(Фрагмент источника):
*-*-*
Произвольностью, нередко граничащей с явной отсебятиной, грешат многие трактовки учебника. Почему, как вы думаете, автор “Записок охотника” “избегает натуралистических подробностей в изображении крестьянского быта и показывает разнообразные достоинства крестьян” (с. 366)? Потому что Тургенев в этом знаменитом цикле — подлинный художник, которому натурализм противопоказан по определению, и к тому же художник-гуманист, сумевший рассмотреть за неказистым мужицким бытом в русском крестьянине равную и интересную себе личность? Нет, прежде всего потому, что он, “как и многие дворянские писатели, чувствовал вину перед крестьянами” (с. 366). И что же, решил в свое оправдание их приукрасить? А почему в тургеневских “Отцах и детях”, как полагает тот же автор, мужским персонажам “противопоставляются женские образы”? Оказывается, “мужское и женское начало, по Тургеневу, занимают противоположные позиции: мужчина представляет дух, это творящее начало, деятель, рискующий создавать, вносить в мир то, чего в нем не было раньше; женщина – это, скорее, инертное начало, женщина пребывает, не меняя мира и не меняясь сама <…>. Она внеисторична (?) сама по себе, но податлива, мягка, приемлет новое, аморфна, но одновременно и тверда…” (с. 377). Ну, теперь все понятно… Только на каком основании автор этого глубокомыслия решил, что он излагает не собственное, а тургеневское разумение мужского и женского начал в человечестве? Разве сердечные и участливые “тургеневские женщины” в равной мере не духовны и, как, скажем, Елена Стахова или героиня “Порога”, не деятельны? И чужды творчеству, определенному уже их общей с лучшими героинями других русских и мировых писателей материнской природой? Или Тургенев, рисуя своих героинь (например, Фенечку, мать Базарова в “Отцах и детях”, Джемму в “Вешних водах” и др.), забывал об женском назначении именно обогащать мир тем, “чего в нем не было раньше”, — своими детьми?
*-*-*
(Задания):
(1) Верны ли по отрывку о трактовках Тургенева следующие утверждения? (а) Учебник объясняет отсутствие натуралистических подробностей в «Записках охотника» тем, что автор чувствовал вину перед крестьянами. (б) По цитируемому учебнику, женщина у Тургенева представляет творящее начало. (в) Среди героинь Тургенева упоминается Джемма из «Вешних вод». На каждое ответьте «да» или «нет» и дословно приведите решающие слова отрывка.
(2) Продолжите отрывок о трактовках Тургенева с того места, где он обрывается.

(Представленные данные):
*-*-*
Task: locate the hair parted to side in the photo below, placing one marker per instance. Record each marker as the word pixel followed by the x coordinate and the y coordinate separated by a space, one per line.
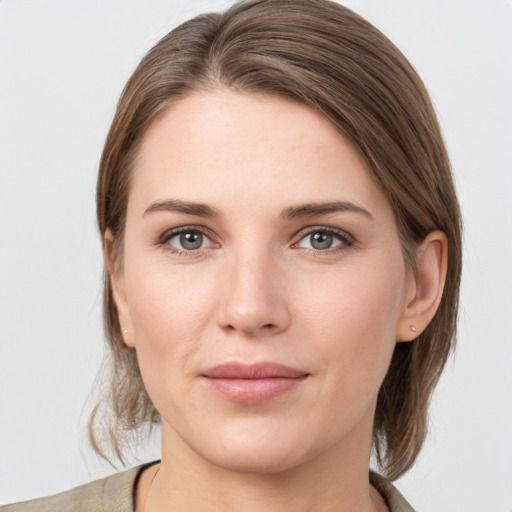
*-*-*
(Ответы к заданиям):
(1)
(а) Да: «как и многие дворянские писатели, чувствовал вину перед крестьянами».
(б) Нет: «мужчина представляет дух, это творящее начало», а «женщина – это, скорее, инертное начало».
(в) Да: «Джемму в “Вешних водах”».

(2)
С опорой на, казалось бы, давно изжитый вульгарный социологизм истолкован в учебнике роман Гончарова “Обломов”. Авторы соответствующей главы вопреки фактам уверяют старшеклассников, что “в русском романе 1840— 1860 гг. появляется и становится очень важной классовая характеристика героев” (с. 389). Так, в “Обломове” якобы действуют не персонажи всероссийского и общечеловеческого масштаба, а феодально-“патриархальный человек” Обломов, “буржуа Штольц”, “мещанка Анисья” и “чиновничья вдова Пшеницына” (с. 389—390). Более того, “классовые черты в гончаровском человеке” якобы “подчеркивает и последовательное до жесткости построение системы персонажей, основанное на контрастном противопоставлении: барин Обломов — деловой человек Штольц, барин Обломов — дворовый Захар, крепостной Захар — его свободная жена, мещанка Анисья”; наконец, “классовое в личности героя воплощается в почти символическом словце “обломовщина”” (с. 390). Тут, правда, авторы главы переводят дух и задаются вопросом: “Почему же Обломов так боится словца “обломовщина”, почему его собственное имя (?!) превращается в кличку, почти в ругательство?” (с. 391).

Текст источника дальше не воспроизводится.